_What is required_
Each record below must be returned exactly as shown.

_Exercise material_
════════
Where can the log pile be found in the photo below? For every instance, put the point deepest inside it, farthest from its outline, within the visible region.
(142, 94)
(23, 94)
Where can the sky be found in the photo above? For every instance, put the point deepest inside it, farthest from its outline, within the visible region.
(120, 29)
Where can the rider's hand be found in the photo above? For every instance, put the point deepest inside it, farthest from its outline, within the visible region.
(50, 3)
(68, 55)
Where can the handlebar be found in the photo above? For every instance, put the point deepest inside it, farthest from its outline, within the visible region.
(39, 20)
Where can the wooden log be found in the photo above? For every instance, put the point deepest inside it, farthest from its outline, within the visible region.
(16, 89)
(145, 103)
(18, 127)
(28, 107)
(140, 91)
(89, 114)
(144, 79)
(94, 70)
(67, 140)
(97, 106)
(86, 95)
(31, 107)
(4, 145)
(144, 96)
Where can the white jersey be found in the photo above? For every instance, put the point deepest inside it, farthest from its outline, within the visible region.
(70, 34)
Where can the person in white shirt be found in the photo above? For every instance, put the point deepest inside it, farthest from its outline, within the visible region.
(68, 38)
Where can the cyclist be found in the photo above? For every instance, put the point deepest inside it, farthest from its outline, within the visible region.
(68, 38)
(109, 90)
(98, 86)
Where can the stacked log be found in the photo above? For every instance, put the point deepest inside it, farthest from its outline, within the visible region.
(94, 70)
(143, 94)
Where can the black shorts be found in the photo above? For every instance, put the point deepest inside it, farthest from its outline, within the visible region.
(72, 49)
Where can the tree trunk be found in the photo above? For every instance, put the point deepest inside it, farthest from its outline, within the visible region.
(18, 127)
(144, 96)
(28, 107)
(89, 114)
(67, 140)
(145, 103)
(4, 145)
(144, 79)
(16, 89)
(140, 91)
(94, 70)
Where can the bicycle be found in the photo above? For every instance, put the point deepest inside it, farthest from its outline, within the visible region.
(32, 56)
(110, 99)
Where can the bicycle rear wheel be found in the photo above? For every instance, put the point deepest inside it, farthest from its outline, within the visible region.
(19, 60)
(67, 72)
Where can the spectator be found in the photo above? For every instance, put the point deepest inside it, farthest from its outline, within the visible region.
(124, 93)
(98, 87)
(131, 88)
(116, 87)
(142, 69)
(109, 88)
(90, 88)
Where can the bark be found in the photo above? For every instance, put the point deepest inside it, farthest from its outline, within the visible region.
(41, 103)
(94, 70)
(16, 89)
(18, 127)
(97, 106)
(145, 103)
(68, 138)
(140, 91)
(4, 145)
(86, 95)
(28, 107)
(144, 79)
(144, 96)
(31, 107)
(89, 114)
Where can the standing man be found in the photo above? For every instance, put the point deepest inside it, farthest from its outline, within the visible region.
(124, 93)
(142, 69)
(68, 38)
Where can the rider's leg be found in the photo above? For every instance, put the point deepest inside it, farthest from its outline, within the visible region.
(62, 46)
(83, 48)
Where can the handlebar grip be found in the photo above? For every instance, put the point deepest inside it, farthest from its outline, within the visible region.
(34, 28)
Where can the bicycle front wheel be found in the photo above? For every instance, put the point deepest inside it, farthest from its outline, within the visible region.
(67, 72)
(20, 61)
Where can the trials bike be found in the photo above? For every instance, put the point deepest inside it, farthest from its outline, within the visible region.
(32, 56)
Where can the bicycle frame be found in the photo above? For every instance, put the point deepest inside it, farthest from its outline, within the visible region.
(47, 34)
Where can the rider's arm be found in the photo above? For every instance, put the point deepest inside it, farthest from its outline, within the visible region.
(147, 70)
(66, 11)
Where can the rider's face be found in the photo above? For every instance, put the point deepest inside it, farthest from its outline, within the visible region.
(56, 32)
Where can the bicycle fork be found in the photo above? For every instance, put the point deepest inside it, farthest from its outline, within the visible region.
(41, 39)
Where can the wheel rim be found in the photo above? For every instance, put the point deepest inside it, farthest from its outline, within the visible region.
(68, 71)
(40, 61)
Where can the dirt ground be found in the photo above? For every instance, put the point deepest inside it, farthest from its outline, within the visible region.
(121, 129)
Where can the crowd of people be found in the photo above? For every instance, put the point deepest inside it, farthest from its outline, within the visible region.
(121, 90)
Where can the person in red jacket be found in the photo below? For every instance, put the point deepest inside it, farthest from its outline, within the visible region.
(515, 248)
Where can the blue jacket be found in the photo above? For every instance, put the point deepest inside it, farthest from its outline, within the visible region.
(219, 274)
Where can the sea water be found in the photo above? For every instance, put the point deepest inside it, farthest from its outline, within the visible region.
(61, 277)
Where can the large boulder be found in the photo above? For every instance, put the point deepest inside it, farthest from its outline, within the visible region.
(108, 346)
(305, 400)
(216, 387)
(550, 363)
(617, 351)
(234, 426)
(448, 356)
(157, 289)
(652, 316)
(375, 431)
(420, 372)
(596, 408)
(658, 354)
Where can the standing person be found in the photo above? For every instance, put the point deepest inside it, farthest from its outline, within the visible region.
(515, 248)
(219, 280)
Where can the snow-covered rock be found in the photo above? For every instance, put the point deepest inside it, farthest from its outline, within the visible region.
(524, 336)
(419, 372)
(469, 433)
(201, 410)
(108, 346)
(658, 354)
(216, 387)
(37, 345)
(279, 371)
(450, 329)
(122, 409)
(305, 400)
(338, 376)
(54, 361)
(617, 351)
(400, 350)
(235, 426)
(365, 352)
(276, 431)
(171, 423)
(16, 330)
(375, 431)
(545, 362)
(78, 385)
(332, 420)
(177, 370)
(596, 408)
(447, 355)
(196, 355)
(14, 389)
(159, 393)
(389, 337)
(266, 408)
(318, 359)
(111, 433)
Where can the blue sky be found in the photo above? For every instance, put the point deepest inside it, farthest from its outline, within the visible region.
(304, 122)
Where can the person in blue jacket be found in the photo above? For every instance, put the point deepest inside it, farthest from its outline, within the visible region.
════════
_Exercise output_
Where can the log pile be found in the photo below? For every instance, put the point deepest inside it, farthest from its outline, within the visible region.
(142, 94)
(23, 94)
Where can the sky be found in the photo above? For every instance, put the point deepest inside it, farthest from its outline, within the visible region.
(120, 29)
Where can the rider's hand be found in the photo above? For every instance, put the point deepest inside it, farthest from its outline, within the visible region.
(50, 3)
(68, 55)
Where can the handlebar be found in the photo above? For every instance, put the point deepest inside it, farthest from its outline, within the visible region.
(39, 20)
Where can the wooden log be found in the photo above? For every instance, put the point deepest inside it, farthest from its outline, within the visible region.
(16, 89)
(145, 103)
(18, 127)
(28, 107)
(140, 91)
(89, 114)
(144, 79)
(94, 70)
(67, 140)
(97, 106)
(86, 95)
(31, 107)
(4, 145)
(144, 96)
Where can the white jersey be found in the photo above? For every instance, put the point deepest inside it, farthest from its outline, within the visible region.
(70, 34)
Where can the person in white shirt be found in the photo above? For every instance, put the point deepest inside it, farthest from its outline, within the visible region.
(68, 38)
Where can the cyclist be found in the photo above? For every instance, put the point deepest inside it, farthest from its outline, within the visible region.
(68, 38)
(109, 90)
(98, 86)
Where can the stacked log be found in the photo above? For every instance, put the point deepest inside it, farthest from its outline, within the visible region.
(94, 70)
(143, 94)
Where can the black shorts be found in the photo above? For every instance, put the point deepest inside it, farthest from its outline, within the visible region.
(72, 49)
Where can the tree trunk be found in the photo above? For every instance, put the point deepest inside it, farthest from its outline, within the visible region.
(18, 127)
(144, 96)
(28, 107)
(89, 114)
(67, 140)
(145, 103)
(4, 145)
(144, 79)
(16, 89)
(140, 91)
(94, 70)
Where can the bicycle be found in the photo above? For every instance, put the point deepest inside it, farthest from its outline, within the visible region.
(32, 56)
(110, 99)
Where can the bicycle rear wheel be found in the photo above? For every instance, put the point deepest inside it, farthest from its outline, within the visible region.
(19, 60)
(67, 72)
Where can the spectator be found in the photo above? For every instance, put the point deepest inside it, farthest from its outline, within the visible region.
(124, 93)
(98, 87)
(131, 88)
(116, 87)
(142, 69)
(109, 88)
(90, 88)
Where can the bark be found in the photo above? For every instance, put the point deepest inside it, farthest from its outline, within the visible region.
(41, 103)
(94, 70)
(16, 89)
(18, 127)
(97, 106)
(145, 103)
(68, 138)
(140, 91)
(4, 145)
(86, 95)
(28, 107)
(144, 79)
(144, 96)
(31, 107)
(89, 114)
Where can the standing man be found in the photo above? For every instance, put the point deepest inside it, farthest from its outline, within the visible region.
(124, 93)
(142, 69)
(68, 38)
Where can the rider's leg be found in the photo above? For every instance, put the point deepest inside it, farthest from its outline, within the visible region.
(62, 46)
(83, 48)
Where can the handlebar grip be found in the photo above? For every instance, put the point deepest inside it, farthest from its outline, within the visible region.
(34, 28)
Where can the bicycle front wheel be found in the photo above? For every instance, put the point deepest inside it, farthest from its outline, within the visible region.
(67, 72)
(20, 61)
Where can the trials bike be found in the photo above? For every instance, put the point deepest inside it, farthest from its outline, within the visible region.
(32, 56)
Where can the bicycle frame be found in the photo above? For every instance, put the point deepest inside it, farthest from its outline, within the visible region.
(47, 34)
Where can the rider's arm be found in the photo above? For every instance, put the point deepest inside it, farthest from its outline, within the visible region.
(147, 70)
(66, 11)
Where can the rider's face be found in the photo above? For every instance, put the point deepest inside it, farthest from its outline, within the visible region.
(56, 32)
Where can the bicycle fork be found in the photo above? For every instance, put the point deepest inside it, farthest from its outline, within the visible region.
(41, 39)
Where can the wheel rim be found in the photo above? For every instance, put the point deepest inside it, farthest from its outline, within the visible region.
(68, 71)
(40, 61)
Where can the dirt ground be found in the photo above? For every instance, put the point deepest inside it, farthest from its outline, within the visible region.
(121, 129)
Where can the crowd of people be found in the photo above? For every instance, put the point deepest inside it, farthest from its outline, within the visible region.
(121, 90)
Where can the person in red jacket be found in the photo below? For every instance, put the point deepest inside it, farthest from its outline, within the visible region.
(515, 248)
Where can the blue jacket be found in the photo above? For every instance, put the point deepest inside it, farthest from its outline, within the visible region.
(219, 274)
Where can the sea water be found in the photo above? For every instance, put the point deepest inside it, farthest from its outline, within the visible region.
(61, 277)
Where can the large boulder be found in the photo above? For every instance, put the point deepest inside it, farthest from its outline, within the visible region.
(108, 346)
(305, 400)
(216, 387)
(550, 363)
(617, 351)
(234, 426)
(448, 356)
(157, 289)
(652, 316)
(375, 431)
(420, 372)
(596, 408)
(658, 354)
Where can the standing person be found in the photo above? For every instance, put the point deepest inside it, farthest from its outline, within the visible region.
(515, 248)
(219, 280)
Where can the snow-covered rock be found in the photo above? For every instance, put the point deepest inside it, farthest from its outline, within the visible region.
(524, 336)
(419, 372)
(469, 433)
(201, 410)
(108, 346)
(658, 354)
(216, 387)
(37, 345)
(279, 371)
(450, 329)
(122, 409)
(305, 400)
(338, 376)
(54, 361)
(617, 351)
(400, 350)
(235, 426)
(365, 352)
(276, 431)
(171, 423)
(16, 330)
(375, 431)
(545, 362)
(78, 385)
(332, 420)
(177, 370)
(596, 408)
(447, 355)
(196, 355)
(14, 389)
(159, 393)
(389, 337)
(266, 408)
(318, 359)
(111, 433)
Where can the blue sky be found in the photo above? For every instance, put the point deepest inside it, farthest from its outline, within the visible region.
(304, 122)
Where can the person in blue jacket be found in the photo above? For every instance, put the point deepest inside it, farthest from its outline, within the visible region.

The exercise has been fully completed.